*ЦЕЛЬ УПРАЖНЕНИЯ*
Верните дословно фрагмент предложенного отрывка от слов «1588-1672 гг —» до слов «со странами Востока.».

*ПРЕДЛОЖЕННЫЙ ОТРЫВОК*
◇ ◇ ◇ ◇
1588-1672 гг — характеризуется как золотой век Голландии, в 1602 году была учреждена Ост-Индская компания, которая была организована для торговых целей со странами Востока.
Возникают «эффективные собственники», поднявшиеся на крови, на том же труде прях… Ост-Индская компания, государство в государстве, с которой англичане намного позднее переймут «передовой зарубежный опыт» в самых отвратительных проявлениях пренебрежения к закону и человеческой морали.
Так вот, по сохраненным данным именно в период торговли Ост-Индской компании, появился корабль-призрак с алыми парусами, который иногда видят моряки и встреча с которым считается зловещим предзнаменованием. Легенда рассказывает о невероятно жестоком капитане, презревшем Бога и Дьявола под алыми парусами, трюмы которого набиты несметными богатствами…
На эту тему создано немало произведений искусства. Очевидно, что этот образ не остался незамеченным и для А. Грина и проник в его произведения. Упоминает он о «Летучем голландце» и в рассказе «Капитан Дюк».
◇ ◇ ◇ ◇
Записанные данные
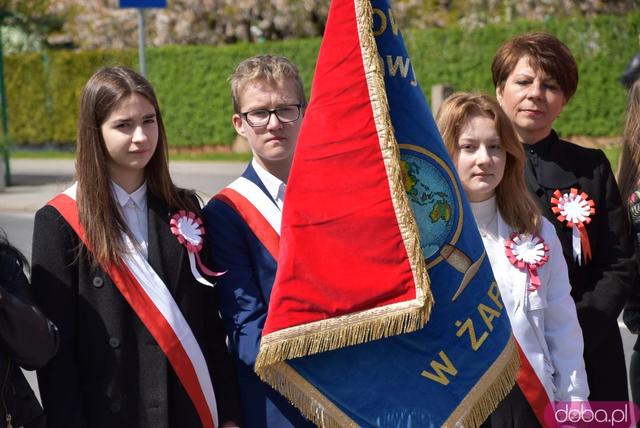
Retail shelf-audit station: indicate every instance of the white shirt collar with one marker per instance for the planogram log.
(274, 185)
(139, 196)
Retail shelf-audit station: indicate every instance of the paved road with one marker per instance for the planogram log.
(36, 181)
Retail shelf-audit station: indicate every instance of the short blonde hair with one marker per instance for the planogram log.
(516, 205)
(272, 69)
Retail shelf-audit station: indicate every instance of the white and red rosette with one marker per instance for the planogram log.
(527, 252)
(576, 209)
(187, 227)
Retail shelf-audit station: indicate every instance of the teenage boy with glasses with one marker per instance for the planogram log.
(243, 223)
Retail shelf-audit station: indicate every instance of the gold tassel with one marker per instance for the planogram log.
(490, 390)
(304, 396)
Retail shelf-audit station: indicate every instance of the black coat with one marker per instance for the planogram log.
(27, 340)
(601, 286)
(109, 371)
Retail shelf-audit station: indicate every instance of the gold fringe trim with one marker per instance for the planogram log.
(490, 390)
(338, 332)
(377, 323)
(391, 154)
(304, 396)
(479, 403)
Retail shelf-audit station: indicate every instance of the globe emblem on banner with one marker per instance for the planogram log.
(434, 199)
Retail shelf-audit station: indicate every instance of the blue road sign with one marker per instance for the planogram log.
(143, 4)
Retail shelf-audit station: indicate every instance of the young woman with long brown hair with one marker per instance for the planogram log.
(115, 267)
(525, 255)
(629, 181)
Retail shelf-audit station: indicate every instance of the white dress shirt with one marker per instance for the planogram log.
(274, 185)
(544, 321)
(133, 208)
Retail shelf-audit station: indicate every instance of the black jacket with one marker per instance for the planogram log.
(110, 371)
(27, 340)
(601, 286)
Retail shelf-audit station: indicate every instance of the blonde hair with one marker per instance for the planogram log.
(629, 172)
(272, 69)
(515, 204)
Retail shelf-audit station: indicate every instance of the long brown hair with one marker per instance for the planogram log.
(629, 172)
(545, 52)
(97, 206)
(515, 204)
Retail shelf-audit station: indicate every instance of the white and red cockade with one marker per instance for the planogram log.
(576, 209)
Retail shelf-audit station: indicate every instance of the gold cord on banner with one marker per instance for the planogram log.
(489, 391)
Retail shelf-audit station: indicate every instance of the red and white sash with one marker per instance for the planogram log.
(259, 212)
(151, 300)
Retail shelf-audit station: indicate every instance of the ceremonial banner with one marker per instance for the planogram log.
(384, 311)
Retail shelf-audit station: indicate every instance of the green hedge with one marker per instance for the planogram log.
(191, 81)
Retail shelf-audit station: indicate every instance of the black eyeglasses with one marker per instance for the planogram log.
(261, 117)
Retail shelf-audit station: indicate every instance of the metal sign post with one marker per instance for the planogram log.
(141, 5)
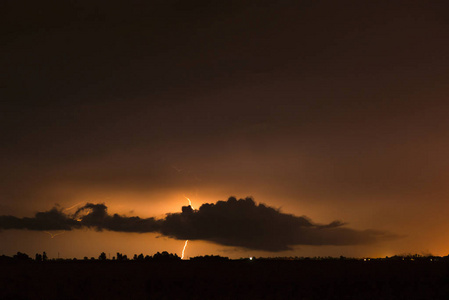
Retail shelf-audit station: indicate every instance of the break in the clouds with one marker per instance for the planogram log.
(239, 223)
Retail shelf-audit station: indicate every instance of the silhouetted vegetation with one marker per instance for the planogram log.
(165, 275)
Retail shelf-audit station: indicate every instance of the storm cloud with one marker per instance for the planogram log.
(239, 223)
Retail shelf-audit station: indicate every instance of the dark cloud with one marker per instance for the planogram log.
(53, 219)
(239, 223)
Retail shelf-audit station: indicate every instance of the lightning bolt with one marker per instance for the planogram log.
(185, 244)
(184, 249)
(190, 202)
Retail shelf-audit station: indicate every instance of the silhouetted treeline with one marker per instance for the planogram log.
(165, 256)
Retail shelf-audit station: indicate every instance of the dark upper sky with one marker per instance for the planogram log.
(332, 109)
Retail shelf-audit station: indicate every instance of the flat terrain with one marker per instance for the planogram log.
(224, 280)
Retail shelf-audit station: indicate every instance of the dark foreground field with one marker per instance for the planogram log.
(224, 280)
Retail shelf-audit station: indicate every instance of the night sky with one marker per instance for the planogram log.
(330, 115)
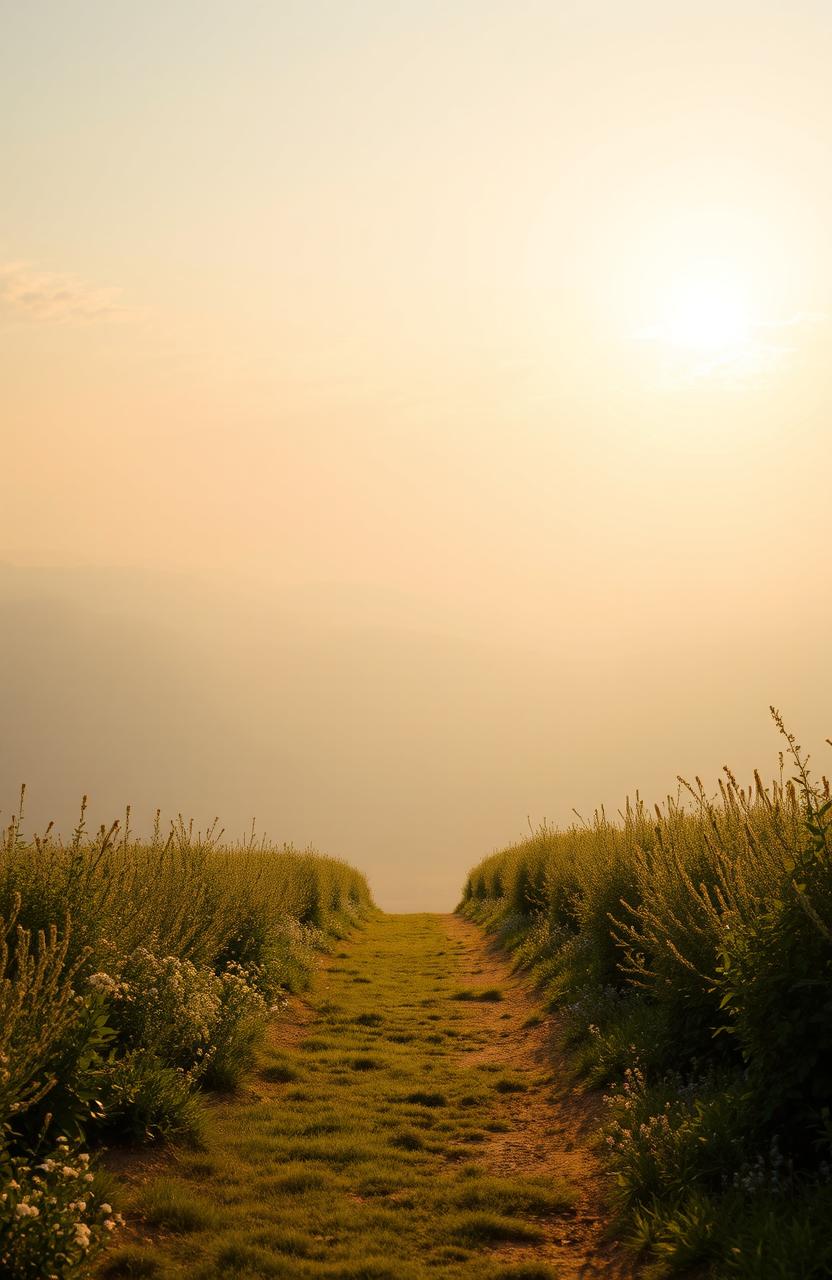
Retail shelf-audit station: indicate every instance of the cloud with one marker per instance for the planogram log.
(50, 296)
◇ ◇ ◇ ◇
*РЕЗУЛЬТАТ ЗАДАНИЯ*
1588-1672 гг — характеризуется как золотой век Голландии, в 1602 году была учреждена Ост-Индская компания, которая была организована для торговых целей со странами Востока.